Extracted data entries:
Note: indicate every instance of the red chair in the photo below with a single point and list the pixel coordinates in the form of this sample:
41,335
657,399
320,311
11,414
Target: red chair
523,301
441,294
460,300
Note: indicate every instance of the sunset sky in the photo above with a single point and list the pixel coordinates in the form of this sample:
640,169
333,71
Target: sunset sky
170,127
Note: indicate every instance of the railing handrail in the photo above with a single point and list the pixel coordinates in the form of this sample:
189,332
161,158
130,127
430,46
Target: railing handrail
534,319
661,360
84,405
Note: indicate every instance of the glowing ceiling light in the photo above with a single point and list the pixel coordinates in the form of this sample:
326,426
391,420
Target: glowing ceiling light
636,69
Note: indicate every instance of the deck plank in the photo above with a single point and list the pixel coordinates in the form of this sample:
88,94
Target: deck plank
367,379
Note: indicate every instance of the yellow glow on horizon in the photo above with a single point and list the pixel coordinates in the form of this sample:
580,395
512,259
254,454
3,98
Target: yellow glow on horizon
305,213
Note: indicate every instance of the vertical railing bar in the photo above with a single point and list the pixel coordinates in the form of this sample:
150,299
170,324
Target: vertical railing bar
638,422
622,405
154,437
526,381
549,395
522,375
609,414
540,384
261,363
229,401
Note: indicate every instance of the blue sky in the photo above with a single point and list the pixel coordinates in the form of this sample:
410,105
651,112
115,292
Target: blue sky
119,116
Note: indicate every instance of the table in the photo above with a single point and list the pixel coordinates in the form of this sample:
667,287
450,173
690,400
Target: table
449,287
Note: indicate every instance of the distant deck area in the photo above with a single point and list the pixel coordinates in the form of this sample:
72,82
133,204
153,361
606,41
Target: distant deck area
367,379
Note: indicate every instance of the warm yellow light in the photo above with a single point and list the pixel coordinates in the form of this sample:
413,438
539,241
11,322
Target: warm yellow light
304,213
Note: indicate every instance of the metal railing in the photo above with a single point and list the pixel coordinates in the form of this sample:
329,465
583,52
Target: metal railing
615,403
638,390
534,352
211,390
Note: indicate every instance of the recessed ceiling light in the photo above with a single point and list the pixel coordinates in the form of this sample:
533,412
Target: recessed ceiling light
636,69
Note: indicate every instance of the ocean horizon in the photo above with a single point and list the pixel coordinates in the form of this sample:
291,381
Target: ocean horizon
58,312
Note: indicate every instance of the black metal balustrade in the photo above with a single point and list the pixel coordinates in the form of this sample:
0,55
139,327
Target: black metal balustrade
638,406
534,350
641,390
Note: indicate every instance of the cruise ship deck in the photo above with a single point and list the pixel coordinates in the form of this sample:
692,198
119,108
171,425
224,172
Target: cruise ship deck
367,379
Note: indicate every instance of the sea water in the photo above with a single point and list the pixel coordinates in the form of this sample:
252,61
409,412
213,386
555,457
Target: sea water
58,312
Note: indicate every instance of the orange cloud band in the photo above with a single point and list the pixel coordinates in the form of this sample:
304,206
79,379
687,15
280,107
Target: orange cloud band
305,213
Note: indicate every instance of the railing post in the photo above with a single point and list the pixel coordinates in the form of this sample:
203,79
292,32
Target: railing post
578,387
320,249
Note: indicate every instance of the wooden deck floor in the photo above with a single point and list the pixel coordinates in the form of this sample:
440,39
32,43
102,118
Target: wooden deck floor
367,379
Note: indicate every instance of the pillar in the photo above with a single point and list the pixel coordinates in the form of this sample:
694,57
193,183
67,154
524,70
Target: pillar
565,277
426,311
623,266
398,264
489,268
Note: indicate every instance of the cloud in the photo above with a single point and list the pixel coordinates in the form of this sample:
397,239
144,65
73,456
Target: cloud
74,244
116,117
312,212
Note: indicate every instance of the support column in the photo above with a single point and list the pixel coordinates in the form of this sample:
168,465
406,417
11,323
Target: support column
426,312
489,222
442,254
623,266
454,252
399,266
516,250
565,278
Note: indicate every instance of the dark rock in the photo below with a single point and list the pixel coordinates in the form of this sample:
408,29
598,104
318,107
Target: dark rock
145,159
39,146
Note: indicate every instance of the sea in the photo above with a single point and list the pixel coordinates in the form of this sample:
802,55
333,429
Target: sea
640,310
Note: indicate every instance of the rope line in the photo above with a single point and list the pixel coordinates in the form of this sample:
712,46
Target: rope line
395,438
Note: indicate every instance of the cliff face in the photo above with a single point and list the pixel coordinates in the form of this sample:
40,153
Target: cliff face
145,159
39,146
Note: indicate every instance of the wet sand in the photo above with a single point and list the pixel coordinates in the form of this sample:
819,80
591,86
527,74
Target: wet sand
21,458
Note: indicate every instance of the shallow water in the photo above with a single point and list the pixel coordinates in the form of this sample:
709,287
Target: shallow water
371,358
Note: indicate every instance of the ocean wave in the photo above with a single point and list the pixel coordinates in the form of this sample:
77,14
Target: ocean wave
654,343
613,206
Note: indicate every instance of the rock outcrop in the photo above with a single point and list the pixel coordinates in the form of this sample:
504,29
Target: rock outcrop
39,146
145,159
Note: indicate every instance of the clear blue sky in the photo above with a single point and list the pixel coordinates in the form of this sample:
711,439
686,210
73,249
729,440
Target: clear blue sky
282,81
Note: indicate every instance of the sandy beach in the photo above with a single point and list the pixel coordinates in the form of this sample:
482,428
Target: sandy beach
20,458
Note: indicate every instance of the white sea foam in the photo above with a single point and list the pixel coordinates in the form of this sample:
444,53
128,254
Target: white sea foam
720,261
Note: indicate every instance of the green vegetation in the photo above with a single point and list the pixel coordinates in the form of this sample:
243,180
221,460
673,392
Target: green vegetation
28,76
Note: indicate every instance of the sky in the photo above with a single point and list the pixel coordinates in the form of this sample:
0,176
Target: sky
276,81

> Your goal:
Rewrite all of the lines above, changing every "single point" to "single marker" and leaving everything else as it stands.

> Written answer:
Note: indicate every instance of the red chair in the photo below with a single marker and list the pixel coordinates in the form of this sample:
41,335
657,399
320,311
11,414
Target: red chair
523,301
441,294
460,300
Note: indicate every instance of the sunset sky in the photo above with a single marker and list the pixel coordinates in the form of this sample:
640,169
333,71
Target: sunset sky
170,127
Note: indicate every instance of the railing handrail in the photo above with a single marker and list the pixel coordinates in the form of this sample:
189,332
161,158
130,127
430,46
Target: railing handrail
534,319
661,360
84,405
Note: indicate every instance of the glowing ceiling light in the photo above with a single marker and list the pixel coordinates in the form of this sample:
326,426
391,420
Target: glowing ceiling light
636,69
Note: indicate every instance of the deck plank in the photo above with a single marker and list the pixel coordinates in the form of this sample:
88,94
Target: deck plank
367,379
Note: indicate every instance of the yellow glow on horizon in the photo above with a single marker and list the pixel coordinates in the form of this sample:
580,395
512,259
254,454
3,98
Target: yellow glow on horizon
305,213
Note: indicate every instance of the vertical railing bar in the photo above with a single marker and list the pixel coordinates in the form of this sample:
150,299
170,324
Target: vertical railing bar
638,422
622,405
154,437
526,381
549,395
522,375
609,414
540,384
261,363
229,401
Note: indicate every instance of the blue sky in the photo above with a single marker and list the pixel coordinates in the form of this sample:
410,105
651,112
115,292
Target: blue sky
119,116
Note: indicate every instance of the table in the photo above with a single marker and list the pixel coordinates in the form of this sample:
667,287
450,173
690,400
Target: table
449,287
Note: indicate every instance of the distant deck area in the photo above with a single marker and list the pixel coordinates in the form of this sample:
72,82
133,204
153,361
606,41
Target: distant deck area
367,379
Note: indicate every instance of the warm yellow light in the photo above with a single marker and list the pixel coordinates in the form of this sample:
413,438
539,241
11,322
Target: warm yellow light
304,213
Note: indicate every instance of the metal railing in the photo above with a single marker and list the pixel coordinates in the form of this sample:
329,465
583,52
Target: metal railing
615,403
638,390
534,352
211,390
Note: indicate every instance of the recessed ceiling light in the photo above with a single marker and list the pixel coordinates in the form of this sample:
533,412
Target: recessed ceiling light
636,69
Note: indicate every instance of the ocean horizon in the photo above with a single marker and list the pixel coordinates in the form of this sample:
291,381
Target: ocean horizon
58,312
Note: indicate every instance of the black metal balustrade in the photo above with a single marker and list the pixel coordinates in the form of this sample:
0,55
139,327
Target: black metal balustrade
638,406
534,350
641,390
Note: indicate every instance of the cruise ship deck in the photo above with a single marker and list the pixel coordinates in the form of this sample:
692,198
119,108
171,425
224,172
Target: cruise ship deck
367,379
Note: indicate every instance of the sea water in the photo above with a single marker and list the pixel coordinates in the form of this sample:
252,61
409,412
213,386
555,457
Target: sea water
58,312
Note: indicate every instance of the orange cloud band in the photo above with a single marker and list the pixel coordinates in the form of this sample:
304,206
79,379
687,15
280,107
Target: orange cloud band
305,213
Note: indicate every instance of the railing post in the photo above with a single marker and list the pixel coordinates in the form of this sample:
203,79
292,32
Target: railing post
578,387
320,249
Note: indicate every instance of the wooden deck floor in the photo above with a single marker and list the pixel coordinates in the form of this sample:
440,39
32,43
102,118
Target: wooden deck floor
367,379
Note: indicate every instance of the pillar in the photo above with a single marker and list the pixel coordinates in the form of this sample:
694,57
193,183
67,154
524,70
Target: pillar
565,277
426,311
623,266
398,264
489,268
Note: indicate every instance of the cloud in the photo above with a single marker and list the pixel coordinates in the form of this sample:
397,239
144,65
73,456
Target: cloud
74,244
116,117
312,212
Note: indicate every instance of the support column in the photo above with a single marker and list the pixel coordinates in the form of this sample:
168,465
406,417
11,323
Target: support column
426,312
489,222
442,254
623,266
454,252
399,266
516,250
565,278
Note: indicate every instance of the dark rock in the photo below with a single marker and list the pixel coordinates in the form of this sample:
408,29
598,104
318,107
Target: dark rock
145,159
39,146
Note: indicate every instance of the sea in the photo above with a single marker and list the pixel coordinates in the form of this sample:
802,55
333,429
Target: sea
640,310
Note: indicate every instance of the rope line in the photo above with a single marker and list the pixel coordinates in the form of this sample:
712,46
Target: rope line
395,438
Note: indicate every instance of the cliff face in the photo above with a single marker and list the pixel coordinates in the form of this sample:
40,153
Target: cliff face
145,159
39,146
Note: indicate every instance of the wet sand in the photo above with a single marker and list the pixel coordinates in the form of this sample:
819,80
591,86
527,74
Target: wet sand
21,458
Note: indicate every instance of the shallow water in the photo above with a single marker and list the pixel coordinates in the form of this sample:
709,287
Target: shallow water
371,358
Note: indicate every instance of the ocean wave in the photo above with a single marker and list the pixel coordinates in the form of this sample:
77,14
Target: ocean wave
654,343
613,206
Note: indicate every instance of the rock outcrop in the photo above with a single marker and list the pixel coordinates in the form of this sample:
504,29
Target: rock outcrop
39,146
145,159
Note: indicate every instance of the clear blue sky in the photo above with a single marker and list the pixel coordinates in the form of this sample:
711,439
686,210
73,249
729,440
Target: clear blue sky
282,81
Note: indicate every instance of the sandy beach in the photo above with a single marker and list the pixel coordinates in the form of this sample:
482,428
Target: sandy beach
20,458
Note: indicate every instance of the white sea foam in the photo above with a single marker and list the pixel coordinates in the form of this sample:
444,53
128,254
Target: white sea foam
720,261
Note: indicate every instance of the green vegetation in the photo above with a single marker and list the pixel coordinates in the form of this sample:
243,180
221,460
673,392
Target: green vegetation
28,76
Note: indicate every instance of the sky in the photo above with a single marker and list the pixel coordinates in the form of this sample:
0,176
Target: sky
276,81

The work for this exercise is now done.